## Teks Halaman

+-------+

Refleksi atas Spiritualitas di Zaman Serba Cepat
Dunia modern adalah dunia yang bergerak dengan kecepatan tinggi, didorong oleh laju teknologi, kapitalisme global, dan ideal tentang efisiensi. Kita hidup dalam sistem yang menjunjung tinggi produktivitas, percepatan, dan keberhasilan yang terukur. Waktu bukan lagi ruang hidup yang luas, melainkan garis lurus yang terus mendesak kita untuk maju, tanpa benar-benar memberi tempat bagi keheningan. Di tengah kondisi ini, manusia berubah menjadi subjek yang terfragmentasi: tercerai dari dirinya, terputus dari alam, dan terasing dari dimensi spiritual keberadaannya sendiri.
Di dunia seperti ini, spiritualitas yang sejati menjadi sesuatu yang asing. Sebab spiritualitas membutuhkan waktu yang lambat, ruang yang sepi, dan keberanian untuk tinggal dalam kekosongan. Tapi dunia modern tidak memberi kita waktu untuk lambat. Ia memandang keheningan sebagai kemalasan, kekosongan sebagai ancaman, dan kesunyian sebagai kegagalan komunikasi. Kita hidup dalam jaringan yang terus menyala, dalam konektivitas yang tidak pernah tidur. Dalam keadaan itu, bagaimana mungkin kita bisa mendengar bisikan jiwa?
Kapitalisme sebagai sistem ekonomi dominan turut memainkan peran dalam komodifikasi spiritualitas. Logika pasar masuk ke dalam ruang yang sebelumnya bersifat batiniah. Kita mulai melihat bagaimana produk-produk religius dijual tidak untuk membentuk makna, tetapi untuk menciptakan rasa puas yang cepat. Kita melihat “barang-barang sacral” yang dijajakan seperti jimat, ruqyah dalam bentuk semprotan, doa dalam bentuk stiker, dan kesucian yang dibungkus dalam paket promosi. Spiritualitas dipasarkan sebagai gaya hidup: ringan, cepat, dan mudah dicerna.
Tentu, tidak semua bentuk spiritualitas modern harus kita curigai. Tetapi yang menjadi persoalan adalah ketika spiritualitas kehilangan kedalaman karena hanya dilihat sebagai alat untuk memenuhi kebutuhan emosional jangka pendek. Spiritualitas instan ini menyesuaikan diri dengan dunia modern, bukan sebagai kritik terhadapnya. Ia menjadi refleksi dari ketergesaan zaman, bukan perlawanan terhadap zaman. Ia tidak lagi membebaskan manusia, tetapi justru mengafirmasi struktur sosial yang membentuk keterasingan manusia dari dirinya sendiri.

+-------+

## Materi yang Diberikan
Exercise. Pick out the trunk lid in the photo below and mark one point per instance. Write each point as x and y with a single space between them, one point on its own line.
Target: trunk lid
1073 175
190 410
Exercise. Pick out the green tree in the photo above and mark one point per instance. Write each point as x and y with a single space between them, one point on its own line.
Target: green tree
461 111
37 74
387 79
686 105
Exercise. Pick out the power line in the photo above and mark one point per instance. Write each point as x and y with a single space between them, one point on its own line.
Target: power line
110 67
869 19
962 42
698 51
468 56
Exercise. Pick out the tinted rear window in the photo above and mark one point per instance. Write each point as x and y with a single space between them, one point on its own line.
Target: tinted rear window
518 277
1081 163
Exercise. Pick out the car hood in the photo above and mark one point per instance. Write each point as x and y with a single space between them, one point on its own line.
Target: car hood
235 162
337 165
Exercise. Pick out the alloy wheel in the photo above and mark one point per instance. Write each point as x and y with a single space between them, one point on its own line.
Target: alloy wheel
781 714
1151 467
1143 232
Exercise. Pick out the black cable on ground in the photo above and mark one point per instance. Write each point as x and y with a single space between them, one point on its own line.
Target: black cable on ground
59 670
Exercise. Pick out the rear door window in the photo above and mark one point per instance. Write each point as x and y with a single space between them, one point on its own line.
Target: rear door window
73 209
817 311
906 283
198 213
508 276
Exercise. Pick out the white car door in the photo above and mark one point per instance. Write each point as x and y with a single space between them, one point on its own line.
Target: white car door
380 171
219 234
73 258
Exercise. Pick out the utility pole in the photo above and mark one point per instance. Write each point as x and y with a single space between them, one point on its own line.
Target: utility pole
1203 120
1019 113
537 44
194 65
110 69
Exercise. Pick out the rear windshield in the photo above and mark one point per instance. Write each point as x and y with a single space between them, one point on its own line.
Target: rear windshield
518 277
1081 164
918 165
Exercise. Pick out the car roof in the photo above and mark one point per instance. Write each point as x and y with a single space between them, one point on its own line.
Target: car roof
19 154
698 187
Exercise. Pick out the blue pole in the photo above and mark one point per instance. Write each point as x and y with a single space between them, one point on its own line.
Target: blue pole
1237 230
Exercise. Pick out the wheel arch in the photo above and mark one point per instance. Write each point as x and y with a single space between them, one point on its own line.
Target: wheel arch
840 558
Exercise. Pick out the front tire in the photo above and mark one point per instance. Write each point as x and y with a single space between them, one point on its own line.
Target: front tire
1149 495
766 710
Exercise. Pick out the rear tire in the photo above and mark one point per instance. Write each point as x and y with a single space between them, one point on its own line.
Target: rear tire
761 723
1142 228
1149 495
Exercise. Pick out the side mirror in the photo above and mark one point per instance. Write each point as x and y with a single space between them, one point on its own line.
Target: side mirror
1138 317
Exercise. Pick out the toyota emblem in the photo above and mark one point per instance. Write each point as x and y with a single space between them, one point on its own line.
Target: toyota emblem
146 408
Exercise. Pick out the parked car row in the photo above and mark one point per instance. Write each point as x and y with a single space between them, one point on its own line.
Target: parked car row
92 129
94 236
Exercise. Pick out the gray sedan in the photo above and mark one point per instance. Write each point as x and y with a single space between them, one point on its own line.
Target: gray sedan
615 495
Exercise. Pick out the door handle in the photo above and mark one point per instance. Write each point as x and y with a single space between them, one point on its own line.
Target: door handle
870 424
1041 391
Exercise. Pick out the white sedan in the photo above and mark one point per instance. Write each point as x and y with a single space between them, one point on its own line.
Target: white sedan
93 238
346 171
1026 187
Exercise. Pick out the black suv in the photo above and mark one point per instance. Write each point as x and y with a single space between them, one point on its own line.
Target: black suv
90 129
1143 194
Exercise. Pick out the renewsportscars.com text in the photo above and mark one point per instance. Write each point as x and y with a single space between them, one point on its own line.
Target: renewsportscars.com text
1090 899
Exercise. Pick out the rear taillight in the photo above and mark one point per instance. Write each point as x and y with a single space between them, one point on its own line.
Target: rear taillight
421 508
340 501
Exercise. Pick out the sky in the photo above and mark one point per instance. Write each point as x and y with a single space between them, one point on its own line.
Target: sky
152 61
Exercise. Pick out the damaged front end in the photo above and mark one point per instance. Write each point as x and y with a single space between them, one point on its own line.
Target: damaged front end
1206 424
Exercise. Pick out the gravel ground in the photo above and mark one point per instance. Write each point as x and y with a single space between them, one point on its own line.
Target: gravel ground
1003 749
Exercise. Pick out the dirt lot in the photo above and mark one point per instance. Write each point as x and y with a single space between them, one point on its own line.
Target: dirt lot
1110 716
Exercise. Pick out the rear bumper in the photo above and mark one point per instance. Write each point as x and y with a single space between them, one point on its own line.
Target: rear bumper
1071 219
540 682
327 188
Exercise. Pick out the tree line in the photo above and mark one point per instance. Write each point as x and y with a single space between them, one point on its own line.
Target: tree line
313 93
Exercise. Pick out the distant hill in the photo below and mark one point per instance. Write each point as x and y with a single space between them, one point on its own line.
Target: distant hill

+-------+

## Kumpulan Soal
**1.** Jawab pertanyaan berikut berdasarkan teks tentang spiritualitas di zaman serba cepat.
(a) Apa saja yang mendorong dunia modern bergerak dengan kecepatan tinggi?
(b) Dunia modern memandang keheningan sebagai apa?
(c) Sebagai apa spiritualitas dipasarkan?
**2.** Teruskan teks tentang spiritualitas di zaman serba cepat, mulai setelah kalimat terakhirnya.
Materi ini berdiri sendiri dan terpisah dari teks halaman.

## Jawaban Tiap Soal
**1.**
(a) Laju teknologi, kapitalisme global, dan ideal tentang efisiensi.
(b) Sebagai kemalasan.
(c) Sebagai gaya hidup yang ringan, cepat, dan mudah dicerna.

**2.**
Fenomena ini menghasilkan bentuk spiritualitas baru yang tidak lagi berpijak pada pencarian makna yang transendental, tetapi pada pencarian pengakuan sosial. Kesalehan bukan lagi sesuatu yang lahir dari kesadaran batin, melainkan sesuatu yang harus terlihat. Harus tampil. Harus diakui. Kita melihat bagaimana simbol-simbol religius dikomodifikasi; bagaimana gaya hidup spiritual dijadikan merek; bagaimana acara-acara keagamaan dikemas layaknya konser atau tontonan massal, lengkap dengan sorotan kamera dan tepuk tangan penonton.
Segala sesuatu yang dahulu bersifat sakral kini dijamah oleh logika pasar dan budaya populer. Barang-barang yang “disakralkan” dijual dengan janji kemanjuran; pengalaman religius dibingkai agar bisa dibagikan di media sosial. Shalawat yang dulu adalah laku batin kini menjadi panggung hiburan. Ruqyah menjadi konten, garam ruqyah diperdagangkan dengan harga yang menggiurkan. Spiritualitas menjadi kemasan yang harus menarik mata dan memuaskan hasrat akan pengakuan.
Akibatnya, pengalaman spiritual tidak lagi mengakar pada kedalaman batin, tetapi menjadi semacam kosmetika jiwa. Kita menghias diri dengan simbol-simbol ketakwaan, tetapi lupa menanyakan: dari mana makna itu berasal? Apakah kita sungguh merasa terhubung dengan yang transenden, atau sekadar mengikuti arus agar tak tertinggal? Perlahan, ritual keagamaan kehilangan rohnya. Ia dijalankan bukan sebagai laku pembentukan batin, melainkan sebagai tuntutan sosial. Bukan karena rindu, tapi karena takut dianggap absen.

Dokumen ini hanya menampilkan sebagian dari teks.